Source material START

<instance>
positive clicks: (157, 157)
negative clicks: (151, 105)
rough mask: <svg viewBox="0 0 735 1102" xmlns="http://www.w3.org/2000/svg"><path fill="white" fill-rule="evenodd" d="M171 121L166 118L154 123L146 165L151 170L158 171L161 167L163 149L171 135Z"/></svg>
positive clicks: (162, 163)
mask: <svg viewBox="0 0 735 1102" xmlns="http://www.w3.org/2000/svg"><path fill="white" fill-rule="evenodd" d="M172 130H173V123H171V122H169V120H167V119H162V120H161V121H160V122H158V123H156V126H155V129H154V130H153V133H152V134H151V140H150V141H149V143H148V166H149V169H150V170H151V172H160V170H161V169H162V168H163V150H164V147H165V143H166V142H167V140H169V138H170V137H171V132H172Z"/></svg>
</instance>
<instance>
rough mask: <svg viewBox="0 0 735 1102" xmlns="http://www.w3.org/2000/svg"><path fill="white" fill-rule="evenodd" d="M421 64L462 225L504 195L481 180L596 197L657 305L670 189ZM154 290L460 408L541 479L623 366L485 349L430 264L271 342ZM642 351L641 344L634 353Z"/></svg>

Source material END

What you should do: Lines after the one containing "121L166 118L154 123L146" are not wanted; repeat exactly each line above from the first up to and including it.

Task solution:
<instance>
positive clicks: (157, 157)
negative clicks: (151, 105)
rough mask: <svg viewBox="0 0 735 1102" xmlns="http://www.w3.org/2000/svg"><path fill="white" fill-rule="evenodd" d="M171 121L166 118L154 123L146 165L151 170L158 171L161 167L163 149L171 135Z"/></svg>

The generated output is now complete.